--- AIM OF THE TASK ---
Could you return every record below exactly as it is written?

Records drawn from a dataset
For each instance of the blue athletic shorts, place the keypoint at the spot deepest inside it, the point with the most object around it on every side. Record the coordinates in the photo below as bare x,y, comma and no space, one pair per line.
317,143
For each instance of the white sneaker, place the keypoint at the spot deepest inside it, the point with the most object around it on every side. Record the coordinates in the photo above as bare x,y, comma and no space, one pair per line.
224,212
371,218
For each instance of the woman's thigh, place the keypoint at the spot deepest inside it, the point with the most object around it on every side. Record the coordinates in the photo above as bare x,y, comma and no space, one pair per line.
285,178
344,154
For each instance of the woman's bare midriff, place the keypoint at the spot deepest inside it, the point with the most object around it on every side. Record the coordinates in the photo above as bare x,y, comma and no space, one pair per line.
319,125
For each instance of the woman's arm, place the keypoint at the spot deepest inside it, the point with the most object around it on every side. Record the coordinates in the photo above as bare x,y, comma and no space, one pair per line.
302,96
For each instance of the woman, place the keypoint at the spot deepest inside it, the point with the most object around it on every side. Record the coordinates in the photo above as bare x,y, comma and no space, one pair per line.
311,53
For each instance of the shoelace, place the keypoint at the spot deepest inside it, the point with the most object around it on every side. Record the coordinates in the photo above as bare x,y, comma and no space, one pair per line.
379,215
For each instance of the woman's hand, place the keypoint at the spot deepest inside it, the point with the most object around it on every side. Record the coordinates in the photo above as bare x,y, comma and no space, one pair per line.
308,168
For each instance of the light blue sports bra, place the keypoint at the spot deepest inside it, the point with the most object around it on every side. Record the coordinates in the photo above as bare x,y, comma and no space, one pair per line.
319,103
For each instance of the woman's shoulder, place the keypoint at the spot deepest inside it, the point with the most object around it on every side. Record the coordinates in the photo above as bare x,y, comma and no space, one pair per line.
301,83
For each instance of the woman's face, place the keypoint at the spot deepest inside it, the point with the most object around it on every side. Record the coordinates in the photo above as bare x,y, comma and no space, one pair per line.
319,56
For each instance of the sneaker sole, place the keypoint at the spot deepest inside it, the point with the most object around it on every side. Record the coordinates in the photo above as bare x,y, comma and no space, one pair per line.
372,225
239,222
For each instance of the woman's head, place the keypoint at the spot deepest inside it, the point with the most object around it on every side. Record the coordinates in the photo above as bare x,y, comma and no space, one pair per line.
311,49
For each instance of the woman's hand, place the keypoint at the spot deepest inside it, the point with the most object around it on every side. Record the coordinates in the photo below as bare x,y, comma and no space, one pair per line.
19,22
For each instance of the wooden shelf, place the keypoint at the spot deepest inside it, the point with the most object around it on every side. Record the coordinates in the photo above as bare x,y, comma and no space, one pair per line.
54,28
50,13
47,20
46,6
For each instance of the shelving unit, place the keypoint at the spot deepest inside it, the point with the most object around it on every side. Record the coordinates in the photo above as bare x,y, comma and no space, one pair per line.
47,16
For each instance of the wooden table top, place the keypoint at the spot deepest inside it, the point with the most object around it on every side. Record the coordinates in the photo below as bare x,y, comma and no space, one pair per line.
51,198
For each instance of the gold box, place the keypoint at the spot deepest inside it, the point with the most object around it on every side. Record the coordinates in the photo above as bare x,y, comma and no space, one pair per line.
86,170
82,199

--- RESULT FOR THIS TASK ---
For each instance of the blue athletic shorts, place the keypoint at the spot deepest inside it, the point with the most object around it on every side. Record the coordinates in the photo below as bare x,y, comma and no space, one pair per line.
317,143
For each instance of the white sneaker, place the keypoint at the spot deepest inside it, the point with the most object around it on every side. Record the coordinates in the photo above as bare x,y, comma and no space, one pair per line.
224,212
371,218
For each instance of the woman's thigh, place the keypoint at the spot deepest inside it, the point with the most object around it on every side. Record the coordinates in the photo above as bare x,y, comma and no space, one pair per line.
285,178
344,154
For each instance of the woman's bare midriff, place the keypoint at the spot deepest inside it, the point with the most object around it on every side. Record the coordinates in the photo above as bare x,y, comma and no space, one pair per line.
319,125
For each instance of the woman's arm, place the keypoint at the spot deepest inside it, the point with the most object around it on every side. Record the coordinates in the photo above as bare x,y, comma and no space, one pair per line.
302,96
For each instance of the woman, place the keypoint at the spot deepest inside it, the point with the most object around it on every side. Record the coordinates in the photo above as bare x,y, comma and no space, one pair per line.
311,53
For each instance of the shoelace, place the keypoint at the spot deepest inside it, the point with the most object around it on every side. Record the coordinates in the photo above as bare x,y, comma and no space, one pair per line.
379,215
For each instance of the woman's hand, place the keypoint at the spot deepest inside it, the point with the most object around it on every side. Record the coordinates in the photo above as bare x,y, comma and no space, one pair per line.
308,168
For each instance of the light blue sports bra, place the keypoint at the spot deepest inside it, the point with the most object around it on every side. Record the coordinates in the photo above as bare x,y, comma and no space, one pair per line.
319,103
For each instance of the woman's shoulder, place the keypoint at the spot deepest inside it, the point with the most object around it on every side. Record the coordinates in the photo above as bare x,y, comma and no space, one pair per line.
301,83
For each instance of the woman's face, place the keypoint at the spot deepest inside it, the point with the most object around it on every side. Record the coordinates in the photo above as bare x,y, comma and no space, one pair per line.
319,56
For each instance of the sneaker sole, place the keypoint at the spot deepest inside it, the point with the most object around it on every side. Record the coordinates in the photo above as bare x,y, comma and no space, one pair per line.
372,225
239,222
For each instance of the woman's head, place the keypoint at the spot deepest inside it, the point with the most object around it on every side. Record the coordinates in the photo above as bare x,y, comma and no space, one pair per line.
311,49
For each instance of the woman's hand, place the keypoint at the spot deepest inside it, the point with the most object around it on every side. Record the coordinates in the photo below as bare x,y, comma and no space, one pair per line.
19,22
For each instance of the wooden shelf, place the keypoint at the spot deepest inside it, the point with the most object around it on every side. Record the coordinates in the photo above as bare x,y, comma and no space, one pair per line.
54,28
50,13
47,20
46,6
For each instance of the shelving unit, place the keypoint at the spot deepest inside it, the point with the most object around it on every side. Record the coordinates in the photo above as bare x,y, comma and no space, one pair per line.
47,16
For each instance of the wooden table top, place the keypoint at the spot deepest inside it, the point with the most object around it on every side. Record the coordinates in the photo below as bare x,y, comma and no space, one pair per line.
51,198
For each instance of the gold box, place the keypoint at the spot deepest inside it, the point with the most object around it on every side. Record the coordinates in the photo above as bare x,y, comma and no space, one pair per line.
86,170
82,199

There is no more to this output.